## PROBLEM STATEMENT:
Copy the records below, swapping every "Place a pin" for "Drop a marker" and leaving everything else unchanged.

Coordinate annotation records
[start]
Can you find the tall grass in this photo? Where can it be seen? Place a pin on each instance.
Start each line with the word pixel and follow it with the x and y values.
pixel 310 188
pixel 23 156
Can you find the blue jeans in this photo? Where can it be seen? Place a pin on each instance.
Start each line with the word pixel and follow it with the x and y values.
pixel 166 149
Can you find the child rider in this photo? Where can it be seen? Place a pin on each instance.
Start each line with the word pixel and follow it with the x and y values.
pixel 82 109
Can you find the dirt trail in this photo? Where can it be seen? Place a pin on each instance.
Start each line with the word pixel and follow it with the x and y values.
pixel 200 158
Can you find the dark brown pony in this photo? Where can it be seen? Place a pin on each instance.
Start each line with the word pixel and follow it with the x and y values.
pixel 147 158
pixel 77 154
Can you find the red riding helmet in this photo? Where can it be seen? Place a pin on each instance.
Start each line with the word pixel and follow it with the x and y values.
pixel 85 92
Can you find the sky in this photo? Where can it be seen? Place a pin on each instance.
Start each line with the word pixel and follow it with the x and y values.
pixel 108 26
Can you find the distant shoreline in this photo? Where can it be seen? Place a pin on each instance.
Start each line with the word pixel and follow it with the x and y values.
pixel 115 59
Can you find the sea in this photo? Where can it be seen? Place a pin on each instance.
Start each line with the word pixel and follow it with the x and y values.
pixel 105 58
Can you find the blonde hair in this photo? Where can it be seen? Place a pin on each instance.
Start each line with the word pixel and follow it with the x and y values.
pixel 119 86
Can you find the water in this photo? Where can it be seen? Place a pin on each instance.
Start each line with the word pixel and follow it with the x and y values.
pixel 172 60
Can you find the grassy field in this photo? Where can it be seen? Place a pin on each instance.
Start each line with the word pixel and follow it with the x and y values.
[end]
## COMPLETE ANSWER:
Can you find the tall grass in this photo? Where can it be seen? Drop a marker on each instance.
Start each line with the word pixel and follow it with the x and y values.
pixel 310 188
pixel 23 156
Can you find the blue jeans in this photo? Where can it be seen? Drop a marker on each instance.
Start each line with the word pixel and follow it with the x and y values.
pixel 166 149
Can you find the child rider in this photo? Where can it be seen? Drop a marker on each instance.
Start each line with the word pixel and follow it with the x and y values.
pixel 82 109
Can you find the dirt trail in this photo? Where can it be seen? Drop a marker on each instance.
Start each line with the word pixel and follow it with the x and y values.
pixel 200 158
Can you find the dark brown pony in this photo? Where can it be seen? Drop a marker on each instance.
Start each line with the word pixel and follow it with the x and y values.
pixel 147 158
pixel 77 154
Can you find the red riding helmet in this photo? Where can it be seen? Drop a marker on each instance.
Start each line with the word pixel and follow it with the x and y values.
pixel 85 92
Can you find the sky in this photo? Where can it be seen? Drop a marker on each instance.
Start each line with the word pixel and follow it with the x and y values.
pixel 108 26
Can you find the distant shoreline in this photo? Where can it be seen? Drop a marker on each instance.
Start each line with the word pixel and follow it with the x and y values.
pixel 115 59
Can you find the sea in this photo? Where can it be seen? Drop a marker on each instance.
Start each line with the word pixel and follow it with the x and y values.
pixel 105 58
Can you find the blonde hair in this photo? Where can it be seen? Drop a marker on each instance.
Start each line with the word pixel and follow it with the x and y values.
pixel 119 86
Can you find the water in this photo? Where can it be seen? Drop a marker on each instance.
Start each line with the word pixel and follow it with the x and y values.
pixel 172 60
Can you find the grassy field in this photo? Where can it be seen? Drop a marker on each instance.
Start each line with the word pixel and follow it with the x and y values.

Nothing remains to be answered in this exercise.